# Tasks
a) In the film guide text, which channel shows Die Hard, and at what time?
b) Which people does the film guide text name?
c) Pick up the film guide text after its final line and keep writing it.

# Page text
★ ★ ★

Unashamedly mythologising the doomed last stand of a band of ageing desperadoes (led by William Holden), Sam Peckinpah’s bloody masterpiece features some heavy-handed symbolic contrasts between Old West and new industrialised warfare, but its shoot-outs are poetry in slow motion.

Die Hard (1988)
Sky Movies Greats, 5.45pm

Bruce Willis became a card-carrying action hero in John McTiernan’s thundering thriller, playing a lone cop — part working-class everybloke, part indestructible Terminator — who tackles hostage-taking terrorists. The film’s pyrotechnical mayhem has been much imitated, yet rarely surpassed.

Independence Day (1996)

★ ★ ★

[Collection entries]
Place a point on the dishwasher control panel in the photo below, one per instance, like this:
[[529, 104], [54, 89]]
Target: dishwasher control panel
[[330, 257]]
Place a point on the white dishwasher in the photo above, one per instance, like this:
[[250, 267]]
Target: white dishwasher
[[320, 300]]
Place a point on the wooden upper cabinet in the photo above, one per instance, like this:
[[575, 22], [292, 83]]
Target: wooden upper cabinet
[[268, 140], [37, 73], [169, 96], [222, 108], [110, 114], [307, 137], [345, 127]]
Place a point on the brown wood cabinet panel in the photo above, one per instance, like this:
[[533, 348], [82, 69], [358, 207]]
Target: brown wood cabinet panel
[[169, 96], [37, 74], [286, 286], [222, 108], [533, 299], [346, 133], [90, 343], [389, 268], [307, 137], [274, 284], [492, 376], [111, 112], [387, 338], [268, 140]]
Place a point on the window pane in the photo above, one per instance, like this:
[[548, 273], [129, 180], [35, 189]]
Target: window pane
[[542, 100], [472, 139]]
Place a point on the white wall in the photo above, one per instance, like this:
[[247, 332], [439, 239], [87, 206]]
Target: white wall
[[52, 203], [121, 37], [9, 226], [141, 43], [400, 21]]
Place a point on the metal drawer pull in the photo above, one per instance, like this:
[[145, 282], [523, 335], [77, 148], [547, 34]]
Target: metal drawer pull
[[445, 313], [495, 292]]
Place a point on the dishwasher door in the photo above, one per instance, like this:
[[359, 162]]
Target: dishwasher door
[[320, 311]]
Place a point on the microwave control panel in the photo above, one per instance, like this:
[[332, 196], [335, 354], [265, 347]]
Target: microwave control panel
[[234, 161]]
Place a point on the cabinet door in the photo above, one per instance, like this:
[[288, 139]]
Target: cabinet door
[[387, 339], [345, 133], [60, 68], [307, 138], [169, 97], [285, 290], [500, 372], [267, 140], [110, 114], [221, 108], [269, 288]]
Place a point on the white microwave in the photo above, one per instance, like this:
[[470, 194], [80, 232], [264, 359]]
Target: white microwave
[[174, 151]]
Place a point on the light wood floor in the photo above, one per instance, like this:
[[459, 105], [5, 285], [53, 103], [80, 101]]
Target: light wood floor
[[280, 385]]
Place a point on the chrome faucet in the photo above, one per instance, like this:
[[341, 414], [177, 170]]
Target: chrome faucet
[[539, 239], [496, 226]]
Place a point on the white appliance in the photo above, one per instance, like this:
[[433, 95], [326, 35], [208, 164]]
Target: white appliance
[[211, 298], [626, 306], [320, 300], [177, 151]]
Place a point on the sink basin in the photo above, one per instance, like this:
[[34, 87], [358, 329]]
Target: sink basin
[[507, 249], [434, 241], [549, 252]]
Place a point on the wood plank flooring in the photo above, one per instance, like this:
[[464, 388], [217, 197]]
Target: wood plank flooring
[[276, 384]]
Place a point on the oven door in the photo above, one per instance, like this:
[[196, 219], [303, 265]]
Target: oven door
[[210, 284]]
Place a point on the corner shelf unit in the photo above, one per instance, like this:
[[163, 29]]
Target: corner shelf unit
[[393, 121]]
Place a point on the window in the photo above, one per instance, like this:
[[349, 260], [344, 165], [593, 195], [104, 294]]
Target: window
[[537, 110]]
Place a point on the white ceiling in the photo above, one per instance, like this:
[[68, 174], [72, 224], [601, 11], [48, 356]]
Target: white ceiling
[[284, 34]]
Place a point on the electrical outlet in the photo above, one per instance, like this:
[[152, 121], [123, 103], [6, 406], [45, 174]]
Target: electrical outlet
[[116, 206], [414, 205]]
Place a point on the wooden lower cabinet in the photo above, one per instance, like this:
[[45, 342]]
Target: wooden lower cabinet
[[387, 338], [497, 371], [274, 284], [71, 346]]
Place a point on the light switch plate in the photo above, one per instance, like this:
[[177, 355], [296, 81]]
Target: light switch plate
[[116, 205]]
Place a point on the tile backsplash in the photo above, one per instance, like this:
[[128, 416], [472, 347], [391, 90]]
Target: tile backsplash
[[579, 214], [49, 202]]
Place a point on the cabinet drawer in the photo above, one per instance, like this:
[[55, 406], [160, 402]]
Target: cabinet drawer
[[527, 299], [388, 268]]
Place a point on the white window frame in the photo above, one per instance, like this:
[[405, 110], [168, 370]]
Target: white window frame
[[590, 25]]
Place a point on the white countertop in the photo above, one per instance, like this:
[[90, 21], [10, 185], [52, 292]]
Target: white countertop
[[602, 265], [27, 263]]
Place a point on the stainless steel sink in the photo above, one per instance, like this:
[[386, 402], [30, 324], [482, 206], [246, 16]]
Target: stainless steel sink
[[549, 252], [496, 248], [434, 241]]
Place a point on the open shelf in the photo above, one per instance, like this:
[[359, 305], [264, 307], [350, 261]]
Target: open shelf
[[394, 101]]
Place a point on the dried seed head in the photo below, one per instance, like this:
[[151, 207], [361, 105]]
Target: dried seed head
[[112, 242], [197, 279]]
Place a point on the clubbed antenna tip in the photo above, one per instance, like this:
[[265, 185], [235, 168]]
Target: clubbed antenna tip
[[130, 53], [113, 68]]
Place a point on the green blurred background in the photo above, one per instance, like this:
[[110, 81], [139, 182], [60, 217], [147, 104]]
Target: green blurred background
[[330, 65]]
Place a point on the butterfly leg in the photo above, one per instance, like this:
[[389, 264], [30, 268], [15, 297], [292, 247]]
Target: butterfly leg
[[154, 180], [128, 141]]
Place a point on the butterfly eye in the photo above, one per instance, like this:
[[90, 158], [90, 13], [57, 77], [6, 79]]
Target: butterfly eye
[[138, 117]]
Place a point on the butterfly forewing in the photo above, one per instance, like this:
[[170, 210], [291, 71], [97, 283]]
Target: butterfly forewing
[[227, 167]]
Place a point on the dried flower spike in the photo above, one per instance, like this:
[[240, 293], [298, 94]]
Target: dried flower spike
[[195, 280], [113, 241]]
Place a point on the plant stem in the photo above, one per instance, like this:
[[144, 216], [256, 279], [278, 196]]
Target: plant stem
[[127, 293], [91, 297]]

★ ★ ★

# Answers by task
a) Sky Movies Greats, at 5.45pm.

b) William Holden, Sam Peckinpah, Bruce Willis, John McTiernan

c)
Film 4, 6.15pm

Roland Emmerich turns a 1950s sci-fi B-movie plot into a glorified arcade game, in which extraterrestrials zap the world to the brink of destruction. As befits super-sized popcorn enjoyment, the Oscar-winning special effects opt for quantity not quality, meaning once you’ve seen one alien death ray, you’ve seen them all.

Point Blank (1967)
TCM, 10.45pm

Lee Marvin is ferocious as a hood cutting a swathe through a crime outfit to exact revenge on a treacherous partner. It is no accident the granite-like face, dead eyes and steely-coloured hair mirror his character’s soulless quest, or that John Boorman’s thriller is at the pinnacle of modernist cinema.